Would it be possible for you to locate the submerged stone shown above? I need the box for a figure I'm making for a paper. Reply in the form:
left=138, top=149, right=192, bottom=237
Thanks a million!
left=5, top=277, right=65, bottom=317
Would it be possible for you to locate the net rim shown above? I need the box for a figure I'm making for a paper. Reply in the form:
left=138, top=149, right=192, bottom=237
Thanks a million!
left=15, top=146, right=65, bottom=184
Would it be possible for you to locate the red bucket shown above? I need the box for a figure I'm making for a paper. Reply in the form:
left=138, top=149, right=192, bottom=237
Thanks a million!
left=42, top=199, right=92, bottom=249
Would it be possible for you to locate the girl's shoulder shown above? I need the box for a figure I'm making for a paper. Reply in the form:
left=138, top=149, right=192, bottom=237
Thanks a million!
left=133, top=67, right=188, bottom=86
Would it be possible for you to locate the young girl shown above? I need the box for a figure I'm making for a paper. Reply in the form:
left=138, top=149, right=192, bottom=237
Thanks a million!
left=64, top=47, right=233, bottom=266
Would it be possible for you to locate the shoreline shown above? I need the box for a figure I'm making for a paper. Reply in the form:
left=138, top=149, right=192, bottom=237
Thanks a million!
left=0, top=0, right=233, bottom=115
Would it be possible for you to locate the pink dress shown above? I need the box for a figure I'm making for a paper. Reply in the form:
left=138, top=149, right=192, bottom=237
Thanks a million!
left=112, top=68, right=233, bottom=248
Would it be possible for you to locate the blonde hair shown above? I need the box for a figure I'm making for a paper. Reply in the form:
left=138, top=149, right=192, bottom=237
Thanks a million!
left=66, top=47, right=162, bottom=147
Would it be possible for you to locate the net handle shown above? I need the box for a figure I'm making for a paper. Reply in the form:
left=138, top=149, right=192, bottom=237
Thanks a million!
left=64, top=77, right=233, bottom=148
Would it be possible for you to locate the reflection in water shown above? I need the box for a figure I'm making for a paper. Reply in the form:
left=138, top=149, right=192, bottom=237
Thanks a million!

•••••

Task objective: Lay out every line of the material above as a numbered list, skipping any blank lines.

Correct output:
1. Would it be possible for you to locate the submerged stone shown above? I need the box for a figure I'm making for a paper. Reply in the form:
2. left=138, top=149, right=192, bottom=237
3. Thanks a million!
4. left=5, top=277, right=65, bottom=317
5. Would it be possible for you to locate the net rim shown above? I need the box for a figure I'm making for a paper. Reply in the form:
6. left=138, top=149, right=192, bottom=237
7. Thanks a million!
8. left=15, top=146, right=65, bottom=184
9. Would it be possible for you to locate the red bucket shown above? I need the box for a figure I'm making for a paper. Reply in the form:
10. left=138, top=149, right=192, bottom=237
11. Thanks a million!
12. left=42, top=199, right=92, bottom=249
13. Would it be possible for you to locate the girl's shoulder shown above? I need the box for a figure I'm making for a paper. Reply in the form:
14. left=138, top=149, right=192, bottom=237
15. Thanks a million!
16. left=133, top=67, right=188, bottom=86
17. Would it be possible for you to locate the young girl shown above? I need the box for a figure I'm making for a paper. Reply in the form:
18. left=138, top=149, right=192, bottom=237
19. Thanks a million!
20. left=64, top=47, right=233, bottom=266
21. Would it be possible for you to locate the shoreline shown above? I need the box for a figure I'm making for a paper. Reply in the form:
22. left=138, top=149, right=192, bottom=237
23. Thanks a million!
24. left=0, top=0, right=233, bottom=115
25. Would it be possible for you to locate the pink dress shown above? I need the box for a figure I'm making for a paper. Reply in the form:
26. left=138, top=149, right=192, bottom=237
27. Thanks a million!
28. left=112, top=68, right=233, bottom=248
29. Would it be possible for you to locate the blonde hair shown above? I need the box for a figure I'm making for a paper. Reply in the form:
30. left=138, top=149, right=192, bottom=237
31. Thanks a million!
32. left=66, top=47, right=162, bottom=147
33. Would it be possible for you to locate the net handle shown above? I need the box for a figure I'm making for a paper. Reply in the form:
34. left=138, top=149, right=192, bottom=237
35. Thanks a million!
36. left=64, top=77, right=233, bottom=148
37. Would it be possible for you to locate the reflection in water shown above? I need the box for a figure I'm making for a paper. Reply in the form:
38. left=138, top=149, right=192, bottom=237
39. Thanks a million!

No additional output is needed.